Texto original:
((
Diante dessas condições, assinala Vianna, as relações entre os proprietários de terra e os homens livres pobres “não se podem apertar”, “não adquirem, nem podem adquirir, solidez, permanência, estabilidade” (Idem, 2002: 1025), tendo como consequência a extrema dispersão do trabalhador rural. Nada o prendia por muito tempo a um latifúndio, já que o fazendeiro que o abrigava não era, a rigor, seu patrão, no sentido estritamente econômico do termo – não havia interdependências sociais e econômicas necessárias entre uns e outros.
No entanto, apesar desta enorme fragilidade nas relações entre os senhores de terra e os pobres livres do campo, estes últimos tampouco ficaram imunes à força absorvente do grande domínio rural. Em meio à fragilidade das formas de coesão social existentes, emergiu com força uma única forma de solidariedade social, nomeada por Vianna de “clã rural”. Os clãs seriam grupos sociais que se constituíram “desde o primeiro século, nos campos, em torno e sob a direção suprema do grande proprietário de terras”. Toda a população rural, diz o autor, “de alto a baixo, está sujeita ao mesmo regime, toda ela está agrupada em torno de chefes territoriais” (Idem, 2002: 1035, grifos no original). Ora, se as relações entre os fazendeiros e a massa dos homens livres e pobres eram, como vimos, das mais frágeis e contingentes, como é possível que a população rural estivesse sujeita ao domínio dos grandes proprietários?
Para o autor, os mesmos processos que tornariam as relações de solidariedade entre a “aristocracia senhorial” e a “plebe rural” (termos de Vianna) frágeis, frouxas, instáveis e desnecessárias no plano econômico e social, conforme tratado acima, concorreriam para fortalecê-las para efeitos políticos. Isto acontecia porque, já que tudo gravita em torno do latifúndio, também as instituições públicas acabavam caindo em sua órbita. Afinal, os demais grupos sociais, atrofiados devido à autossuficiência das grandes propriedades rurais, não conseguiam contestar-lhes efetivamente o poder. De posse dos recursos materiais e simbólicos disponíveis nos cargos públicos, os “chefes de clã”, sempre em disputas uns com os outros, usavam as instituições municipais e os aparelhos da justiça na defesa de seus interesses particulares – o que Vianna chama de “anarquia branca”.
))
Dados fornecidos:
((
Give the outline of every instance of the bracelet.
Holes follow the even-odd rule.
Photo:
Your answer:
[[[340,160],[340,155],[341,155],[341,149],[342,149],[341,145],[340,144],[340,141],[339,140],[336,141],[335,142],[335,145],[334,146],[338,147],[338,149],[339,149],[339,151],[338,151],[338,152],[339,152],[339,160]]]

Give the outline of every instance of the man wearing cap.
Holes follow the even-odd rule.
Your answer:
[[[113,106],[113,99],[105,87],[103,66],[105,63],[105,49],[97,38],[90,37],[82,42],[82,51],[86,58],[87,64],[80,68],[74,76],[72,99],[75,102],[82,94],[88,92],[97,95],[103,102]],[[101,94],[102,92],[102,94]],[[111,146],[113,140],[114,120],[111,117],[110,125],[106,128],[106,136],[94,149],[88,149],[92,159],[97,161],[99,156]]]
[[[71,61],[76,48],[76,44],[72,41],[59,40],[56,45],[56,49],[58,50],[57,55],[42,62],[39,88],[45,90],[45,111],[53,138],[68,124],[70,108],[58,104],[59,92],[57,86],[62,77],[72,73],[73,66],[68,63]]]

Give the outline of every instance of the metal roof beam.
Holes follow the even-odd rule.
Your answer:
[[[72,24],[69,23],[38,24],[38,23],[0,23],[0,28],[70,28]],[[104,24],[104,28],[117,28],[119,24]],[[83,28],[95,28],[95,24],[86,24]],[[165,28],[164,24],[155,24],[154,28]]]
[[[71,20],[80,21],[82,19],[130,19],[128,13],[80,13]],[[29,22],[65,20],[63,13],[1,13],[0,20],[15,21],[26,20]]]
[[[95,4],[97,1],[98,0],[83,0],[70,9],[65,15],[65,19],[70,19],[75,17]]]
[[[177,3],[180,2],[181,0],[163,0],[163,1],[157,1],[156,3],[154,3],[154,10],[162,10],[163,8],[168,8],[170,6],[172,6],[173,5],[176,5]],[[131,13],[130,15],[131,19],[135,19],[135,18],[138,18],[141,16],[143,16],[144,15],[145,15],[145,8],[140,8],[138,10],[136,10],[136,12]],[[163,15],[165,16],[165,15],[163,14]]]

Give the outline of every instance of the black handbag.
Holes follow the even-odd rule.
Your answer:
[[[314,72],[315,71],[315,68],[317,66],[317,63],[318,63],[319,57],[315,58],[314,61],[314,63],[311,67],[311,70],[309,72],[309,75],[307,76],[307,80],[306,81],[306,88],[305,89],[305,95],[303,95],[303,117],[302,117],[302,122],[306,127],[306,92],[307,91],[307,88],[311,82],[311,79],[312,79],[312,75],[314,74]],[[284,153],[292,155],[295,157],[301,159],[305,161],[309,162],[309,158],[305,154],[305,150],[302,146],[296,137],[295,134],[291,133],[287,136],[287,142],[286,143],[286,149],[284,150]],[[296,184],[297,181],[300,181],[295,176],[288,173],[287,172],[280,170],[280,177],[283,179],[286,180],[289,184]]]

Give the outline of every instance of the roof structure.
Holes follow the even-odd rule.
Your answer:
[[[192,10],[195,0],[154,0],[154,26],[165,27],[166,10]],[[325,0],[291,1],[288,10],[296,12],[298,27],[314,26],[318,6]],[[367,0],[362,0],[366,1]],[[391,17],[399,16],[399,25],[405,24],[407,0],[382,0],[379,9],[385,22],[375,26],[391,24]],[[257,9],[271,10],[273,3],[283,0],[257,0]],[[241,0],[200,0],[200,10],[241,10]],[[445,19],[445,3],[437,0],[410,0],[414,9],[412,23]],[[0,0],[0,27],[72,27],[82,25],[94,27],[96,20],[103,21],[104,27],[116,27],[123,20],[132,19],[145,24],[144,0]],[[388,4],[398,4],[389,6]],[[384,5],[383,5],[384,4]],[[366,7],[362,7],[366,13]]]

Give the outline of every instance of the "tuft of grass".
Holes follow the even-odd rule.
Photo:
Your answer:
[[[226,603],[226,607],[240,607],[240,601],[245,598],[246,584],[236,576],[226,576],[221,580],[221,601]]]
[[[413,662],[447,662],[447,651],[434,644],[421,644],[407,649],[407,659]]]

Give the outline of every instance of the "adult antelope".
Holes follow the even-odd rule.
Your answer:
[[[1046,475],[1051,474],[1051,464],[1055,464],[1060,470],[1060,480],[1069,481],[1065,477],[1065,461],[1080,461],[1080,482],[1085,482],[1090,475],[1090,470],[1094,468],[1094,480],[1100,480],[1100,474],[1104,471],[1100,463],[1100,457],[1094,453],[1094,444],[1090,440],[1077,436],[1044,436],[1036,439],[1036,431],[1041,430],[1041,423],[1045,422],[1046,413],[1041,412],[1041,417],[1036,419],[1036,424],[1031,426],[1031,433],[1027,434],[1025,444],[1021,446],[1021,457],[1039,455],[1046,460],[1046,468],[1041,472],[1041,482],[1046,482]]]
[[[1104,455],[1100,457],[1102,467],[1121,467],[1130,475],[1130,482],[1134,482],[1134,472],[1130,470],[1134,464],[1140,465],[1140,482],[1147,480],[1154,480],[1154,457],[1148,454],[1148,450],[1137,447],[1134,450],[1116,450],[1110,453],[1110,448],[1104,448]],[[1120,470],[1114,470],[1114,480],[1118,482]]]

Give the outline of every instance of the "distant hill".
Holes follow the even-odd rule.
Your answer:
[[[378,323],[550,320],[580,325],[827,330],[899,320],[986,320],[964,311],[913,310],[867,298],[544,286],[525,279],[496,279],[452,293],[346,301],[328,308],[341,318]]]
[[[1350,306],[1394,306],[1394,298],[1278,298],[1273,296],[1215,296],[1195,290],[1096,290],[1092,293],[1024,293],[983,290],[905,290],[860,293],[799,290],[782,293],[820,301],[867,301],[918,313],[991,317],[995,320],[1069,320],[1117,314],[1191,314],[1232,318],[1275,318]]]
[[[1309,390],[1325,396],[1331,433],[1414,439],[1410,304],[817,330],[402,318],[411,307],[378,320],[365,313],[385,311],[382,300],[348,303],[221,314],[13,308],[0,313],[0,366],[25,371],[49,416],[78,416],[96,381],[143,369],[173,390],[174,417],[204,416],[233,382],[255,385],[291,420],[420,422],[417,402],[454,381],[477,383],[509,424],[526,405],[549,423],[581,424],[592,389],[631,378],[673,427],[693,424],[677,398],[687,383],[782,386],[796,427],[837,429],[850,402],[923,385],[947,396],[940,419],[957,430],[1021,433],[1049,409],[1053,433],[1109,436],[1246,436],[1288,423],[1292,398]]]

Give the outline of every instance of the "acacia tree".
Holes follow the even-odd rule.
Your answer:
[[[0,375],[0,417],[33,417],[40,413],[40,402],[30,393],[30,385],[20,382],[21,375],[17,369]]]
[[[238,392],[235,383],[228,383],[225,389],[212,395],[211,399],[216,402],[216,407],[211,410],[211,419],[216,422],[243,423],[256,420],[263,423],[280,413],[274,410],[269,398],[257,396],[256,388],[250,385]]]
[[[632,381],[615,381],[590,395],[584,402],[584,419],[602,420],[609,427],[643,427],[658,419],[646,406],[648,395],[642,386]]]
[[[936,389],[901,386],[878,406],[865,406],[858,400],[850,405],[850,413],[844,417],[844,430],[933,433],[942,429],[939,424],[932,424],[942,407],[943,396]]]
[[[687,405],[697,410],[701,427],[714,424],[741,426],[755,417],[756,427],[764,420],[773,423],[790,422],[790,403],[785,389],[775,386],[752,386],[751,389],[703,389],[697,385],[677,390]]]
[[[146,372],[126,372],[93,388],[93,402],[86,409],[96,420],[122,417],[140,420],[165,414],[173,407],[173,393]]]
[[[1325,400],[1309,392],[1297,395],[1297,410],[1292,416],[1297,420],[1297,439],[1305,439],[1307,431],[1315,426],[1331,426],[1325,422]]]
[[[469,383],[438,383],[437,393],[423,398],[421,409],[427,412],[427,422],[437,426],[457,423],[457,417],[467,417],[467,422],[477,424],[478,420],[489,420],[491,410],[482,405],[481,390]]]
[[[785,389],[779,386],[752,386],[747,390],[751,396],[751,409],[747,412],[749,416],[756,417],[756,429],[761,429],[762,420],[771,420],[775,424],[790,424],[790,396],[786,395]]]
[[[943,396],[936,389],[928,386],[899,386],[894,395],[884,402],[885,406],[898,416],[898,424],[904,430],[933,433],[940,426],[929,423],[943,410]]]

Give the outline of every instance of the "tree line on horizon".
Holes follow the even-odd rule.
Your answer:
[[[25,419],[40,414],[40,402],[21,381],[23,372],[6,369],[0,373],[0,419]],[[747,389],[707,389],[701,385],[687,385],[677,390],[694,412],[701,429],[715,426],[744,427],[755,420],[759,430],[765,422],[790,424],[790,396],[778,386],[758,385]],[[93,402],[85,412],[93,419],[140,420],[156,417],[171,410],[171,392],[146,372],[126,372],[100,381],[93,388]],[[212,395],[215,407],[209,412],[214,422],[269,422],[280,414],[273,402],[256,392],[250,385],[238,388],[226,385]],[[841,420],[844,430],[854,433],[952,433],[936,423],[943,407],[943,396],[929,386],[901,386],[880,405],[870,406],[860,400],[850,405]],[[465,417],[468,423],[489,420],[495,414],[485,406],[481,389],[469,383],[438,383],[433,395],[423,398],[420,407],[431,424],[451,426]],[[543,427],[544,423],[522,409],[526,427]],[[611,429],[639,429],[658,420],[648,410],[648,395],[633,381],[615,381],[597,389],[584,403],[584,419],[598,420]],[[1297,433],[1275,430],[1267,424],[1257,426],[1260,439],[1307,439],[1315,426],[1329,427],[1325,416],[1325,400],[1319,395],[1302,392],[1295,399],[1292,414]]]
))
O que fazer:
1. No texto sobre os clãs rurais, quais são os adjetivos que, segundo o autor, os mesmos processos dariam às relações de solidariedade entre a “aristocracia senhorial” e a “plebe rural”?
2. Encontre nos registros todas as linhas que contêm a palavra "instance" e copie cada uma delas.
O texto e os registros não têm nenhuma relação entre si.

Respostas:
1. Frágeis, frouxas, instáveis e desnecessárias no plano econômico e social.

2.
Give the outline of every instance of the bracelet.
Give the outline of every instance of the man wearing cap.
Give the outline of every instance of the metal roof beam.
Give the outline of every instance of the black handbag.
Give the outline of every instance of the roof structure.
Give the outline of every instance of the "tuft of grass".
Give the outline of every instance of the "adult antelope".
Give the outline of every instance of the "distant hill".
Give the outline of every instance of the "acacia tree".
Give the outline of every instance of the "tree line on horizon".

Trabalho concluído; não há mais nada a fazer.